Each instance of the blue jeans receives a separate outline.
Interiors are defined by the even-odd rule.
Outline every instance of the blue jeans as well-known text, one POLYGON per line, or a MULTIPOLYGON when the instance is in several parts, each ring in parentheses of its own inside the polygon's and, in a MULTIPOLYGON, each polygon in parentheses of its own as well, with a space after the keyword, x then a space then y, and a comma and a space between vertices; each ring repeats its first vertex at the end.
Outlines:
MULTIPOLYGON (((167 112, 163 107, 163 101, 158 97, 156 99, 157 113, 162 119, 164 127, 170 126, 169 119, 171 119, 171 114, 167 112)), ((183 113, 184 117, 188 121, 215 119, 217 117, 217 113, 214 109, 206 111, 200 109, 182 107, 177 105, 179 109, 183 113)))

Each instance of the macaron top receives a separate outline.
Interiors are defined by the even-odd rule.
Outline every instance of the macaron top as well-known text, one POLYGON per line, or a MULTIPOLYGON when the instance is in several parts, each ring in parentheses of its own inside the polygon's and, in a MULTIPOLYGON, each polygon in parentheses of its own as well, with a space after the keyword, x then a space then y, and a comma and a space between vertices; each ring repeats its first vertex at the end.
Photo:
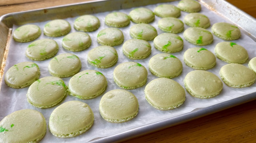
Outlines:
POLYGON ((39 27, 35 25, 28 24, 15 29, 12 37, 17 42, 27 42, 37 38, 41 34, 41 30, 39 27))

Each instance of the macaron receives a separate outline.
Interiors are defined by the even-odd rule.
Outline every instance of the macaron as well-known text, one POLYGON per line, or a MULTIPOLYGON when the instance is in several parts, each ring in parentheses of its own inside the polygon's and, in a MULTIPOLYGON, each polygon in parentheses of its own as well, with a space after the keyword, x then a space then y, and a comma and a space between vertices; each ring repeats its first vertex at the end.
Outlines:
POLYGON ((105 68, 114 65, 117 61, 118 55, 116 49, 108 46, 101 46, 91 50, 87 55, 87 61, 97 68, 105 68))
POLYGON ((172 109, 181 105, 185 100, 184 88, 171 79, 153 79, 146 86, 145 97, 151 106, 158 110, 172 109))
POLYGON ((82 99, 89 99, 99 95, 105 90, 107 82, 99 71, 87 70, 73 76, 69 80, 70 94, 82 99))
POLYGON ((5 81, 11 87, 21 88, 31 85, 39 78, 40 75, 37 65, 32 62, 22 62, 8 70, 5 74, 5 81))
POLYGON ((59 55, 52 59, 48 66, 50 74, 59 77, 68 77, 80 70, 81 63, 75 55, 70 53, 59 55))
POLYGON ((200 27, 190 27, 183 33, 184 38, 194 45, 204 46, 212 42, 213 37, 209 31, 200 27))
POLYGON ((133 38, 149 41, 157 36, 157 31, 155 27, 149 24, 137 24, 131 27, 130 35, 133 38))
POLYGON ((148 72, 141 64, 134 62, 117 66, 113 73, 114 81, 119 87, 132 89, 140 87, 147 81, 148 72))
POLYGON ((132 39, 126 41, 123 44, 123 53, 132 59, 146 58, 151 53, 151 45, 143 40, 132 39))
POLYGON ((182 0, 179 2, 178 8, 187 12, 197 12, 201 10, 201 5, 194 0, 182 0))
POLYGON ((79 101, 70 101, 53 110, 50 116, 49 127, 55 136, 70 137, 90 129, 94 120, 93 113, 89 105, 79 101))
POLYGON ((178 33, 183 31, 184 24, 181 21, 173 17, 166 17, 158 21, 158 27, 163 31, 178 33))
POLYGON ((84 32, 91 32, 98 29, 100 22, 96 16, 85 15, 75 19, 74 27, 76 30, 84 32))
POLYGON ((233 88, 242 88, 252 85, 256 75, 251 70, 242 65, 231 63, 223 66, 220 75, 227 85, 233 88))
POLYGON ((39 142, 46 132, 46 122, 43 114, 32 109, 17 111, 0 121, 0 142, 39 142))
POLYGON ((157 49, 168 53, 177 52, 183 48, 183 40, 174 34, 161 34, 155 38, 153 43, 157 49))
POLYGON ((83 32, 74 32, 69 34, 62 40, 62 47, 71 51, 78 52, 90 47, 92 40, 89 35, 83 32))
POLYGON ((105 18, 107 25, 115 27, 122 27, 130 24, 130 18, 126 14, 120 12, 109 14, 105 18))
POLYGON ((184 23, 193 27, 206 28, 210 25, 210 20, 204 15, 199 13, 191 13, 184 17, 184 23))
POLYGON ((47 76, 34 82, 27 94, 28 102, 38 108, 47 108, 57 104, 66 96, 66 87, 59 77, 47 76))
POLYGON ((159 54, 151 58, 148 63, 149 70, 159 77, 172 78, 182 72, 182 63, 176 56, 168 54, 159 54))
POLYGON ((37 38, 41 34, 41 30, 38 26, 28 24, 22 26, 15 29, 12 38, 19 42, 28 42, 37 38))
POLYGON ((217 75, 202 70, 189 72, 184 79, 184 85, 190 95, 202 99, 217 96, 220 93, 223 87, 221 80, 217 75))
POLYGON ((134 23, 150 23, 155 20, 153 11, 145 8, 138 8, 133 9, 129 13, 131 20, 134 23))
POLYGON ((177 18, 181 15, 181 10, 173 5, 163 4, 157 7, 154 9, 154 13, 162 18, 170 17, 177 18))
POLYGON ((235 40, 241 36, 241 32, 238 27, 228 23, 215 23, 212 25, 211 29, 213 34, 225 40, 235 40))
POLYGON ((184 53, 183 57, 185 63, 195 70, 209 70, 216 64, 214 55, 202 48, 189 48, 184 53))
POLYGON ((120 123, 137 115, 139 104, 136 97, 123 89, 114 89, 106 93, 99 102, 99 113, 106 121, 120 123))
POLYGON ((58 37, 65 35, 71 30, 69 23, 62 19, 50 21, 44 25, 44 33, 50 37, 58 37))
POLYGON ((38 40, 29 45, 26 50, 26 56, 30 59, 41 61, 50 58, 59 50, 56 41, 50 39, 38 40))
POLYGON ((232 42, 218 43, 214 48, 214 52, 217 57, 227 63, 242 64, 248 57, 244 48, 232 42))
POLYGON ((122 43, 124 39, 123 32, 116 28, 105 29, 99 31, 97 35, 97 41, 101 45, 117 46, 122 43))

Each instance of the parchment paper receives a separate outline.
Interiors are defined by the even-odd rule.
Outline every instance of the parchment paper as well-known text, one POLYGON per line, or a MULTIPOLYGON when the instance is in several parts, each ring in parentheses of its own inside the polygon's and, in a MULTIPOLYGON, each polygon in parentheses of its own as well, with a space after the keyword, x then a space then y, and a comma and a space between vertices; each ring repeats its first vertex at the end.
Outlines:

Challenge: Reproduce all the rows above with every "even-odd rule" swapped for "nonzero winding rule" and nothing else changed, leaving out the pictures.

Final result:
Each instance of the blue jeans receives a separate outline.
Interiors are defined by the nonzero winding rule.
Outline every instance of the blue jeans as well-known text, one POLYGON per line, or a MULTIPOLYGON when the instance is in several parts, each ring in parentheses of its own inside the polygon's and, in a MULTIPOLYGON, each polygon in parentheses of its own as well, with a space after the keyword, x then a space then y, and a comma and a space between vertices; each ring repeats its first vertex at the end.
Outlines:
MULTIPOLYGON (((167 112, 163 107, 163 101, 158 97, 156 99, 157 113, 162 119, 164 127, 170 126, 169 119, 171 119, 171 114, 167 112)), ((183 113, 184 117, 188 121, 215 119, 217 117, 217 113, 214 109, 206 111, 200 109, 182 107, 177 105, 179 109, 183 113)))

Each instance of the macaron top receives a separate outline.
Interiors are defined by the nonzero winding rule.
Outline every instance of the macaron top as well-known text, one POLYGON per line, or a MULTIPOLYGON when the instance is in several parts, each ring in parentheses of its own inside the polygon's and, in a MULTIPOLYGON, each polygon in parentheses of its own as well, with a space after the keyword, x then a space then y, and a comma and a space between vertices; each ring repeats its first vertex at the end.
Photo:
Outlines:
POLYGON ((39 27, 35 25, 28 24, 15 29, 12 37, 17 42, 27 42, 37 38, 41 34, 41 30, 39 27))

Each instance of the macaron receives a separate outline.
Interiors are defined by the nonzero winding rule.
Outline every instance of the macaron as well-known text, one POLYGON per line, or a MULTIPOLYGON when the instance is in several parts, each ring in parentheses of its own inside the polygon's and, in a MULTIPOLYGON, each polygon in parentheses of its own as well, with a space after the keyword, x then a space then y, and a comma and a space between vertices; each ring repeats its first vertex at the end.
Outlines:
POLYGON ((105 68, 114 65, 117 61, 118 55, 116 49, 108 46, 101 46, 91 50, 87 55, 87 61, 97 68, 105 68))
POLYGON ((172 109, 181 105, 185 100, 184 88, 171 79, 153 79, 146 86, 145 97, 151 106, 158 110, 172 109))
POLYGON ((82 99, 89 99, 99 95, 105 90, 107 82, 99 71, 87 70, 73 76, 69 80, 70 94, 82 99))
POLYGON ((5 81, 11 87, 21 88, 31 85, 39 78, 40 75, 37 65, 32 62, 22 62, 8 70, 5 74, 5 81))
POLYGON ((59 55, 52 59, 48 66, 50 74, 59 77, 68 77, 80 70, 81 63, 75 55, 70 53, 59 55))
POLYGON ((200 27, 190 27, 183 33, 184 38, 194 45, 204 46, 212 42, 213 37, 209 31, 200 27))
POLYGON ((133 38, 149 41, 157 36, 157 31, 155 27, 149 24, 137 24, 131 27, 130 35, 133 38))
POLYGON ((148 72, 141 64, 134 62, 117 66, 113 73, 114 81, 119 87, 132 89, 140 87, 147 81, 148 72))
POLYGON ((132 39, 126 41, 123 44, 123 53, 132 59, 146 58, 151 53, 151 45, 143 40, 132 39))
POLYGON ((182 0, 179 2, 178 8, 187 12, 197 12, 201 10, 201 5, 194 0, 182 0))
POLYGON ((79 101, 70 101, 53 110, 50 116, 49 127, 55 136, 70 137, 90 129, 94 120, 93 113, 89 105, 79 101))
POLYGON ((178 33, 183 31, 184 24, 181 21, 173 17, 166 17, 158 21, 158 27, 163 31, 178 33))
POLYGON ((84 32, 91 32, 98 29, 100 22, 96 16, 85 15, 75 19, 74 27, 76 30, 84 32))
POLYGON ((233 88, 242 88, 252 85, 256 75, 251 70, 242 65, 231 63, 223 66, 220 75, 227 85, 233 88))
POLYGON ((39 142, 46 132, 46 122, 43 114, 32 109, 17 111, 0 121, 0 142, 39 142))
POLYGON ((157 49, 168 53, 177 52, 183 48, 183 40, 174 34, 161 34, 155 38, 153 43, 157 49))
POLYGON ((83 32, 74 32, 69 34, 62 40, 62 47, 71 51, 78 52, 90 47, 92 40, 89 35, 83 32))
POLYGON ((105 18, 107 25, 115 27, 122 27, 130 24, 130 18, 126 14, 120 12, 109 14, 105 18))
POLYGON ((184 23, 193 27, 206 28, 210 25, 210 20, 204 15, 199 13, 191 13, 184 17, 184 23))
POLYGON ((47 76, 34 82, 27 94, 28 102, 38 108, 47 108, 57 104, 66 96, 66 87, 59 77, 47 76))
POLYGON ((159 54, 151 58, 148 63, 149 70, 159 77, 172 78, 182 72, 182 63, 176 56, 168 54, 159 54))
POLYGON ((37 38, 41 34, 41 30, 38 26, 28 24, 22 26, 15 29, 12 38, 19 42, 28 42, 37 38))
POLYGON ((217 75, 202 70, 189 72, 184 79, 184 85, 190 95, 202 99, 217 96, 220 93, 223 87, 221 80, 217 75))
POLYGON ((134 23, 150 23, 155 20, 153 11, 145 8, 138 8, 133 9, 129 13, 131 20, 134 23))
POLYGON ((177 18, 181 15, 181 10, 173 5, 163 4, 157 7, 154 9, 154 13, 162 18, 170 17, 177 18))
POLYGON ((235 40, 241 36, 241 32, 238 27, 228 23, 215 23, 212 25, 211 29, 213 34, 225 40, 235 40))
POLYGON ((184 53, 183 57, 185 63, 195 70, 209 70, 216 64, 214 55, 202 48, 189 48, 184 53))
POLYGON ((120 123, 137 115, 139 104, 136 97, 123 89, 114 89, 106 93, 99 102, 99 113, 106 121, 120 123))
POLYGON ((58 37, 65 35, 71 30, 69 23, 62 19, 50 21, 44 25, 44 33, 50 37, 58 37))
POLYGON ((38 40, 29 45, 26 50, 26 56, 30 59, 41 61, 50 58, 59 50, 56 41, 50 39, 38 40))
POLYGON ((232 42, 218 43, 214 48, 214 52, 217 57, 227 63, 242 64, 248 57, 244 48, 232 42))
POLYGON ((122 43, 124 39, 123 32, 116 28, 105 29, 99 31, 97 35, 97 41, 101 45, 117 46, 122 43))

Each instance of the parchment paper receives a separate outline.
Interiors are defined by the nonzero winding rule.
Outline every instance of the parchment paper as well-known text, one POLYGON per line, or a MULTIPOLYGON when the instance is in several parts, each ring in parentheses of its own inside the polygon's and, in a MULTIPOLYGON, each polygon in parentheses of its own as well, with a space after the keyword, x then a space then y, and a comma and a space between vertices; each ring repeats its first vertex at the end.
Outlines:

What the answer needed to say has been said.